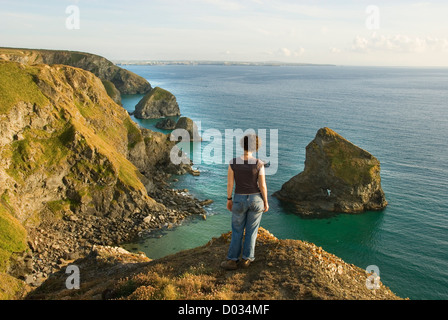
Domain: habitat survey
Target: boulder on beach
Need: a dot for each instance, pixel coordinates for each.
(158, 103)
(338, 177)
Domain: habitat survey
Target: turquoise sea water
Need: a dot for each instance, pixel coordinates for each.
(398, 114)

|---|

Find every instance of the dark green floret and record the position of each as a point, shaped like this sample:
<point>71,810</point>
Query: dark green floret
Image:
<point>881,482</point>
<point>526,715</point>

|---|

What to produce -> Write out the material again, starting with the line that contains "Find every instance" and going on through the line that contains "<point>526,715</point>", requests included. In the answer points only, add -95 to every coordinate; leave the sample point in the request unchanged.

Exercise answer ->
Find every instance of the dark green floret and record the position of each as a point, shaped like this sample:
<point>71,810</point>
Query: dark green floret
Image:
<point>786,387</point>
<point>431,620</point>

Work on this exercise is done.